Object pointing dataset rows
********

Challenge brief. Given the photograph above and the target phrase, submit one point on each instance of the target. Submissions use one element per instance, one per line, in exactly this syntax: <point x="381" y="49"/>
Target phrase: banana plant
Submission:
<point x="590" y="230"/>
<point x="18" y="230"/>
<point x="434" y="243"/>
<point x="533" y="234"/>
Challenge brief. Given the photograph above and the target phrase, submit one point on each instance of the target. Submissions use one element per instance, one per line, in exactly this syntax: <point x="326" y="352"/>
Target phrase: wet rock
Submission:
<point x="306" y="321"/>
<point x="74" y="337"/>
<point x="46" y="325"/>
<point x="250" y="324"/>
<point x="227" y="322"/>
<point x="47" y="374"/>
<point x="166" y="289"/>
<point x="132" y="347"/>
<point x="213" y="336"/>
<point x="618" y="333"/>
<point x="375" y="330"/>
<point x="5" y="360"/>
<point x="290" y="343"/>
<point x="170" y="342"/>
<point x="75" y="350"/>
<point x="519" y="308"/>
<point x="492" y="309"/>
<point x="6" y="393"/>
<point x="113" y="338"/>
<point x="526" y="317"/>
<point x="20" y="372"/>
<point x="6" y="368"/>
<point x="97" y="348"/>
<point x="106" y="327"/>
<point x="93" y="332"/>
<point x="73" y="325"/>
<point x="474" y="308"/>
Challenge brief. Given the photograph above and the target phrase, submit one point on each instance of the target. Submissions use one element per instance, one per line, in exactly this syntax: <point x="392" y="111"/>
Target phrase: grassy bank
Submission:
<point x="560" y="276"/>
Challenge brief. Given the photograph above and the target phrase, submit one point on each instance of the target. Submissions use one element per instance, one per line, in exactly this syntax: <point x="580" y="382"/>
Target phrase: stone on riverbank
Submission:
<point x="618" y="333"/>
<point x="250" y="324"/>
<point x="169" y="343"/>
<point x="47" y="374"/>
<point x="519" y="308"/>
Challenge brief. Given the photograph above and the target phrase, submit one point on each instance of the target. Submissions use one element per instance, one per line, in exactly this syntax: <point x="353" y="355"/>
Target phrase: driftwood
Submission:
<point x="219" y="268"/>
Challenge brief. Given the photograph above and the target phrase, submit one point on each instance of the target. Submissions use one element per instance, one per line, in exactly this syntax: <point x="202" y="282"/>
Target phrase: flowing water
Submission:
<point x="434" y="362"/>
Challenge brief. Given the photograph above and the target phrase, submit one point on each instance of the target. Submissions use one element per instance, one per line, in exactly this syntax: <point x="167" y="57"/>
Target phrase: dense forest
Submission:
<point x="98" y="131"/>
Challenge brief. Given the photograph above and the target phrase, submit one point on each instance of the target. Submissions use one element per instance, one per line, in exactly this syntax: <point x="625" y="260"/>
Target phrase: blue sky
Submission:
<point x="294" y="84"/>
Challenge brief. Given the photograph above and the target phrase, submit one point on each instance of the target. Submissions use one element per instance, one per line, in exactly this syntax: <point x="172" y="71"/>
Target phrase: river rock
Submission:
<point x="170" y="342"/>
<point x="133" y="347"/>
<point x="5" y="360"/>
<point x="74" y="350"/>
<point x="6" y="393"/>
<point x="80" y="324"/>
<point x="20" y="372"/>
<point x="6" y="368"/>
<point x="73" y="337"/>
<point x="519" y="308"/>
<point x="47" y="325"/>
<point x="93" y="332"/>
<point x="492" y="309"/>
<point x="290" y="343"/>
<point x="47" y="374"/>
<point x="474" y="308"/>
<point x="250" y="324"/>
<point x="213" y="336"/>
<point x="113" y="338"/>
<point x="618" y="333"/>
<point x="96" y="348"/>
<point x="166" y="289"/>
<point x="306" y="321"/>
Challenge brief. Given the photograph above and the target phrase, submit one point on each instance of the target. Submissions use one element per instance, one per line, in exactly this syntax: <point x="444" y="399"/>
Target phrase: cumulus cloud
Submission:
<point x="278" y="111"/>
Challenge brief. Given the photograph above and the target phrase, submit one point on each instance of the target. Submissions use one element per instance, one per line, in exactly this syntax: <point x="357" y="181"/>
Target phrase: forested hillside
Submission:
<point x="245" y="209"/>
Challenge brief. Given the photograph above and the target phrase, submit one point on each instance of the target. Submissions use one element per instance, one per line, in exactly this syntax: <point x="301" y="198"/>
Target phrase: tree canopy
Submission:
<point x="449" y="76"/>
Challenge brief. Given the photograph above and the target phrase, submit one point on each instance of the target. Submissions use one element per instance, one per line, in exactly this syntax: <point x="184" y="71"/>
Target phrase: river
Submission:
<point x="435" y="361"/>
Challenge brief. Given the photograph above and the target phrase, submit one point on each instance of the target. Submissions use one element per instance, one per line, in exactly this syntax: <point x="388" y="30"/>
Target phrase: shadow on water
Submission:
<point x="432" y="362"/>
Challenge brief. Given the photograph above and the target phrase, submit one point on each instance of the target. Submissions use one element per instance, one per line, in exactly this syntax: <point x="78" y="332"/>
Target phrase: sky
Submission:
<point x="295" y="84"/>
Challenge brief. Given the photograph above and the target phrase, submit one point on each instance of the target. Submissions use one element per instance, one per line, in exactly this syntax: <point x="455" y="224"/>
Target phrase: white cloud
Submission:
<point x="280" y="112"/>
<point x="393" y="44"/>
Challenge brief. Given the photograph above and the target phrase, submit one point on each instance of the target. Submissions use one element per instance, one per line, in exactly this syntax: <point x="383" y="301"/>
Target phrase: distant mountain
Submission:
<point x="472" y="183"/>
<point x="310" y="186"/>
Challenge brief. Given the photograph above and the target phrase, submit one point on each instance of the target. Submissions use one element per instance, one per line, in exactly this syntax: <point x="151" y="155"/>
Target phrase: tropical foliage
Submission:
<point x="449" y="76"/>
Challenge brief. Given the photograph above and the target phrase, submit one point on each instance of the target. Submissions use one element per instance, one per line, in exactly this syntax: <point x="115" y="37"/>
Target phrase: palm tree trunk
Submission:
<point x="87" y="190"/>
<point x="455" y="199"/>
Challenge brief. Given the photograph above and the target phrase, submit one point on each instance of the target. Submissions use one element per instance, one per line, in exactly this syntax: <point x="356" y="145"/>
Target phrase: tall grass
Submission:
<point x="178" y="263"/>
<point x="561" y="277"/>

********

PROBLEM DESCRIPTION:
Take the entries above and transcribe them exactly.

FULL ANSWER:
Challenge brief. Given the photograph above and the target phrase, submit one point on each instance of the target. Submissions use one element per instance, one per line, in exactly this syntax: <point x="381" y="49"/>
Target phrase: banana plant
Submission:
<point x="590" y="230"/>
<point x="18" y="230"/>
<point x="434" y="243"/>
<point x="533" y="234"/>
Challenge brief. Given the photograph above and the target phrase, submit one point on each instance of the target. Submissions use one element per instance, one per line, in exactly this syntax: <point x="326" y="352"/>
Target phrase: wet rock
Submission:
<point x="306" y="321"/>
<point x="74" y="337"/>
<point x="46" y="325"/>
<point x="250" y="324"/>
<point x="227" y="322"/>
<point x="47" y="374"/>
<point x="166" y="289"/>
<point x="132" y="347"/>
<point x="213" y="336"/>
<point x="618" y="333"/>
<point x="375" y="330"/>
<point x="5" y="360"/>
<point x="290" y="343"/>
<point x="170" y="342"/>
<point x="75" y="350"/>
<point x="519" y="308"/>
<point x="492" y="309"/>
<point x="6" y="393"/>
<point x="113" y="338"/>
<point x="526" y="317"/>
<point x="20" y="372"/>
<point x="6" y="368"/>
<point x="97" y="348"/>
<point x="106" y="327"/>
<point x="93" y="332"/>
<point x="73" y="325"/>
<point x="474" y="308"/>
Challenge brief. Given the photograph above and the target phrase, submit one point on each instance of the target. Submissions use one element per instance, one per line, in exactly this syntax: <point x="392" y="111"/>
Target phrase: grassy bank
Submission:
<point x="560" y="276"/>
Challenge brief. Given the photograph above and the target phrase, submit one point on each instance of the target. Submissions use one element per instance, one per line, in exactly this syntax: <point x="580" y="382"/>
Target phrase: stone on riverbank
Submission:
<point x="618" y="333"/>
<point x="250" y="324"/>
<point x="169" y="343"/>
<point x="47" y="374"/>
<point x="519" y="308"/>
Challenge brief. Given the photograph above and the target phrase, submit one point on each instance of the target. Submissions use one element per instance, one per line, in exactly this syntax: <point x="353" y="355"/>
Target phrase: driftwood
Submission:
<point x="219" y="268"/>
Challenge brief. Given the photograph above and the target phrase, submit one point on each instance of the target. Submissions use one element per instance, one per line, in exactly this syntax: <point x="202" y="282"/>
Target phrase: flowing water
Submission:
<point x="434" y="362"/>
Challenge brief. Given the photograph above and the target phrase, submit one point on each instance of the target. Submissions use one element per instance, one per line, in exactly this syntax: <point x="167" y="57"/>
Target phrase: dense forest
Submission:
<point x="98" y="131"/>
Challenge brief. Given the photograph above and the target phrase, submit one point on each instance of the target. Submissions use one element per instance, one per line, in exactly this syntax: <point x="625" y="260"/>
Target phrase: blue sky
Submission:
<point x="294" y="84"/>
Challenge brief. Given the photograph above and the target phrase, submit one point on each instance of the target. Submissions use one element per instance, one per line, in exactly this syntax: <point x="172" y="71"/>
Target phrase: river rock
Submission:
<point x="170" y="342"/>
<point x="133" y="347"/>
<point x="5" y="360"/>
<point x="74" y="350"/>
<point x="6" y="393"/>
<point x="80" y="324"/>
<point x="20" y="372"/>
<point x="6" y="368"/>
<point x="73" y="337"/>
<point x="519" y="308"/>
<point x="47" y="325"/>
<point x="93" y="332"/>
<point x="492" y="309"/>
<point x="290" y="343"/>
<point x="47" y="374"/>
<point x="474" y="308"/>
<point x="250" y="324"/>
<point x="213" y="336"/>
<point x="113" y="338"/>
<point x="618" y="333"/>
<point x="96" y="348"/>
<point x="166" y="289"/>
<point x="306" y="321"/>
Challenge brief. Given the photograph above and the target phrase, submit one point on each instance of the target. Submissions use one element per instance, one per line, in exactly this syntax: <point x="444" y="399"/>
Target phrase: cumulus cloud
Submission:
<point x="278" y="111"/>
Challenge brief. Given the photograph above and the target phrase, submit one point on each instance of the target. Submissions use one element per instance, one per line, in exactly this syntax: <point x="357" y="181"/>
Target phrase: forested hillside
Submission:
<point x="245" y="209"/>
Challenge brief. Given the photograph above and the target phrase, submit one point on each instance of the target. Submissions use one element per instance, one per line, in exactly this syntax: <point x="301" y="198"/>
Target phrase: tree canopy
Submission:
<point x="449" y="76"/>
Challenge brief. Given the photograph above and the target phrase, submit one point on each instance of the target. Submissions use one element per instance, one per line, in exactly this syntax: <point x="184" y="71"/>
Target phrase: river
Submission:
<point x="435" y="361"/>
Challenge brief. Given the photograph above and the target phrase, submit one point on each instance of the target. Submissions use one element per instance, one per line, in exactly this syntax: <point x="388" y="30"/>
Target phrase: shadow on water
Submission:
<point x="432" y="362"/>
Challenge brief. Given the photograph above and the target phrase, submit one point on each instance of the target. Submissions use one element per instance, one per line, in exactly this syntax: <point x="78" y="332"/>
Target phrase: sky
Submission:
<point x="295" y="84"/>
Challenge brief. Given the photograph above and the target phrase, submit one point on each instance of the target. Submissions use one element per instance, one per line, in exactly this syntax: <point x="455" y="224"/>
Target phrase: white cloud
Submission:
<point x="280" y="112"/>
<point x="393" y="44"/>
Challenge brief. Given the photograph above and the target phrase, submit one point on each instance of the target. Submissions use one element per instance, one per line, in exactly this syntax: <point x="383" y="301"/>
Target phrase: distant mountain
Submission:
<point x="472" y="183"/>
<point x="310" y="186"/>
Challenge brief. Given the photograph above and the target phrase, submit one point on each instance of the target. Submissions use one element per instance, one per line, in exactly this syntax: <point x="151" y="155"/>
Target phrase: tropical foliage
Submission:
<point x="449" y="76"/>
Challenge brief. Given the photograph above and the target phrase, submit one point on each instance of the target. Submissions use one element per instance, one per line, in exactly this syntax: <point x="115" y="37"/>
Target phrase: palm tree trunk
Submission:
<point x="87" y="190"/>
<point x="455" y="199"/>
Challenge brief. Given the photograph above and the target phrase, submit one point on each instance of the target. Submissions use one element per instance, one per line, in exactly this syntax: <point x="356" y="145"/>
Target phrase: tall grass
Submission:
<point x="178" y="263"/>
<point x="561" y="277"/>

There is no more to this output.